**Do this:**
Render the rows below as a JSON list of strings, one string for each line, with blank lines omitted and the pictures left out.

**Excerpts from point annotation data:**
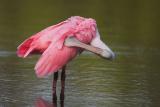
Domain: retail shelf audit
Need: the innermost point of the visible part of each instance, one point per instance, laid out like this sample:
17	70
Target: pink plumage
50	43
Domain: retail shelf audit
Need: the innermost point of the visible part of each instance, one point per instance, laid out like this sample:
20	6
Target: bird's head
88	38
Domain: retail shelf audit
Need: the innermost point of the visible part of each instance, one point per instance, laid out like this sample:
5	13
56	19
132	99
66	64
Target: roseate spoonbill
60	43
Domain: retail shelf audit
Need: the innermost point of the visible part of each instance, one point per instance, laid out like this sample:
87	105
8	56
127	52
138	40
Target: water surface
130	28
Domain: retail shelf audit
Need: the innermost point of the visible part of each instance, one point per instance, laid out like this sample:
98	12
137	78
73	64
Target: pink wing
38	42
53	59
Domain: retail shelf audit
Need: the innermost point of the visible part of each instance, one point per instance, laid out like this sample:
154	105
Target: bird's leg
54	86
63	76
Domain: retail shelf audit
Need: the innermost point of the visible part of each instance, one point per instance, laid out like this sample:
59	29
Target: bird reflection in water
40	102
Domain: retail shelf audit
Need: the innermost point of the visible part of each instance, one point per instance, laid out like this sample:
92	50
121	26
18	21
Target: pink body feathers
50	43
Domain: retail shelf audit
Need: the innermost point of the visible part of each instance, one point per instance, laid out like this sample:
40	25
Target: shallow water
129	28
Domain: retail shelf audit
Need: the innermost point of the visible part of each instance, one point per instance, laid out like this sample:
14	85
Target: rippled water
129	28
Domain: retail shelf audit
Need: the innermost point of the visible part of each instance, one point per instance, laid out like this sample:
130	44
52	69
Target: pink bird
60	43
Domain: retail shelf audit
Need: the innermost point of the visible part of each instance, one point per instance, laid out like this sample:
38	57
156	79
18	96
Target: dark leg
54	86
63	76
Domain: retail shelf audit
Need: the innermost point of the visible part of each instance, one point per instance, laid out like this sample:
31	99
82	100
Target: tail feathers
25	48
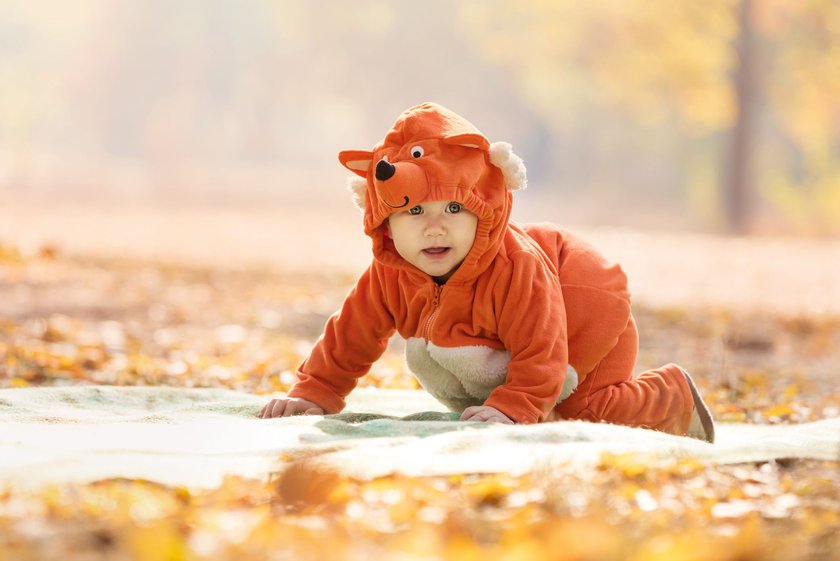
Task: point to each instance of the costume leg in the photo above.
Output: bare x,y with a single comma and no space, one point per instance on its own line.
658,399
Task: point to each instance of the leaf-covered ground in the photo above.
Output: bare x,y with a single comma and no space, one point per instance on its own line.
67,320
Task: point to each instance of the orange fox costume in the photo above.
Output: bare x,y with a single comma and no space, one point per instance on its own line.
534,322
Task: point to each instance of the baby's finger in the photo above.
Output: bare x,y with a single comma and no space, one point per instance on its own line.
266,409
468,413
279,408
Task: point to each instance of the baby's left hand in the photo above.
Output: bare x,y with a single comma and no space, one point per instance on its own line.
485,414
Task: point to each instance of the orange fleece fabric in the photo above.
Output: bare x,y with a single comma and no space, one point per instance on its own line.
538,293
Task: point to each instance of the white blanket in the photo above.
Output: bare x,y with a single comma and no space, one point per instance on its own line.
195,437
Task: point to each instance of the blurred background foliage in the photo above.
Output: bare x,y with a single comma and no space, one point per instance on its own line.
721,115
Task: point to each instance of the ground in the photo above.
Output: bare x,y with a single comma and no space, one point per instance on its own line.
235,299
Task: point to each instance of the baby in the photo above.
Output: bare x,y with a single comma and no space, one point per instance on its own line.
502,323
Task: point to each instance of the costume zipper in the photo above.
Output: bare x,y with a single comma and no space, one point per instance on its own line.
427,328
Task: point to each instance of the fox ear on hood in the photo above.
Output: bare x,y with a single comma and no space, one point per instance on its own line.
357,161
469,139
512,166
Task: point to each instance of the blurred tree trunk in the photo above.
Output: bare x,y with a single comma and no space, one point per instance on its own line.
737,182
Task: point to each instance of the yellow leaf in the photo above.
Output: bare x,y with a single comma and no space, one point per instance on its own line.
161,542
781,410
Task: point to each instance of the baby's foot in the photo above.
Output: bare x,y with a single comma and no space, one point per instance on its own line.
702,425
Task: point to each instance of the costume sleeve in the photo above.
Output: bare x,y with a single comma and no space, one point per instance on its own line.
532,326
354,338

**Output of the exercise:**
[
  "Domain: retail shelf audit",
  "Need: the innermost point of the visible part of each instance, one point per instance, laid out like this sample:",
  "17\t70",
  "Target: pink plumage",
  "50\t43",
  "Domain: retail shelf audit",
  "Need: the innermost point of the visible part of each instance, one point per instance, laid out like this sample:",
  "20\t6",
  "Target: bird's head",
  "88\t38",
  "Domain: retail shelf audit",
  "Need: the innermost point of the visible part of each instance, one point per instance, laid out like this sample:",
  "5\t13",
  "56\t19",
  "132\t99",
  "66\t64",
  "Target: roseate spoonbill",
  "60\t43",
  "Domain: retail shelf audit",
  "Need: the innermost point of the visible part of each instance, one point per instance, laid out like this sample:",
  "87\t105",
  "8\t56",
  "127\t52",
  "138\t40",
  "Target: water surface",
  "130\t28",
  "Domain: retail shelf audit",
  "Need: the innermost point of the visible part of each instance, one point per instance, laid out like this sample:",
  "98\t12",
  "137\t78",
  "73\t64",
  "Target: pink wing",
  "38\t42",
  "53\t59",
  "Domain: retail shelf audit",
  "Need: the innermost point of the visible part of each instance, one point per instance, laid out like this sample:",
  "154\t105",
  "Target: bird's leg",
  "54\t86",
  "63\t76",
  "Domain: retail shelf audit",
  "Need: the innermost point of the visible part of each instance, one point per instance, laid out like this sample:",
  "59\t29",
  "Target: bird reflection in water",
  "40\t102",
  "Domain: retail shelf audit",
  "Need: the innermost point of the visible part of each instance, one point per instance, laid out like this sample:",
  "92\t50",
  "121\t26",
  "18\t21",
  "Target: pink body feathers",
  "50\t43",
  "Domain: retail shelf audit",
  "Need: the innermost point of the visible part of each instance, one point per instance, laid out like this sample:",
  "40\t25",
  "Target: shallow water",
  "129\t28",
  "Domain: retail shelf audit",
  "Need: the innermost point of the visible part of each instance, one point per instance, laid out like this sample:",
  "14\t85",
  "Target: rippled water",
  "129\t28",
  "Domain: retail shelf audit",
  "Need: the innermost point of the visible part of each instance, one point per instance, laid out like this sample:",
  "130\t44",
  "52\t69",
  "Target: pink bird",
  "60\t43",
  "Domain: retail shelf audit",
  "Need: the innermost point of the visible part of each instance, one point per instance, laid out like this sample:",
  "38\t57",
  "156\t79",
  "18\t96",
  "Target: dark leg",
  "54\t86",
  "63\t76",
  "Domain: retail shelf audit",
  "Need: the innermost point of the visible part of each instance, one point per instance, laid out like this sample:",
  "31\t99",
  "82\t100",
  "Target: tail feathers",
  "25\t48",
  "Task: point to each instance of the costume leg in the photo above.",
  "Output: bare x,y with a single comma and no space, one point per instance on its own line.",
  "658,399",
  "Task: point to each instance of the leaf-covered ground in the photo above.",
  "Output: bare x,y with a single comma and no space, one point per instance on its own line.",
  "67,320",
  "Task: point to each instance of the orange fox costume in the photo above.",
  "Output: bare x,y with a single comma and no space, one point per instance on its own line.",
  "534,322",
  "Task: point to each instance of the baby's finger in the photo above.",
  "Output: bare x,y with a single comma and no space, one point per instance on its own line.",
  "266,409",
  "468,413",
  "279,408",
  "Task: point to each instance of the baby's left hand in the photo above.",
  "Output: bare x,y with a single comma and no space, one point per instance on its own line.",
  "485,414",
  "Task: point to each instance of the orange fleece fabric in the photo above.",
  "Output: bare x,y with a single comma and no space, one point per instance on its own line.",
  "538,293",
  "Task: point to each instance of the white blanket in the photo above.",
  "Output: bare x,y with a single comma and no space, one point per instance on its own line.",
  "195,437",
  "Task: point to each instance of the blurred background foliage in the photo above.",
  "Output: bare x,y with a single comma and no space, one point per instance on its own line.",
  "721,115",
  "Task: point to each instance of the ground in the photo above.",
  "Output: bare x,y with a single comma and no space, one point per instance on its own line.",
  "235,299",
  "Task: point to each instance of the baby in the photo above.",
  "Output: bare x,y with a single comma and no space, one point per instance on its own line.",
  "502,323",
  "Task: point to each instance of the costume zipper in the photo above.",
  "Output: bare x,y with a single comma and no space, one point per instance on its own line.",
  "427,328",
  "Task: point to each instance of the fox ear on hood in the photo above.",
  "Output: bare x,y with a single comma and no space, one point per instance on its own line.",
  "357,161",
  "469,139",
  "512,166",
  "Task: point to each instance of the blurred tree trunk in the photo above.",
  "Output: bare x,y with a single comma and no space, one point per instance on its own line.",
  "737,182",
  "Task: point to each instance of the yellow leaf in the photo above.",
  "Output: bare x,y with a single comma and no space, one point per instance on its own line.",
  "161,542",
  "781,410",
  "Task: point to each instance of the baby's foot in the photo above.",
  "Output: bare x,y with a single comma and no space, one point per instance on its own line.",
  "702,425",
  "Task: point to each instance of the costume sleeve in the photo above.",
  "Output: bare x,y with a single comma and no space, one point per instance on its own line.",
  "532,326",
  "354,338"
]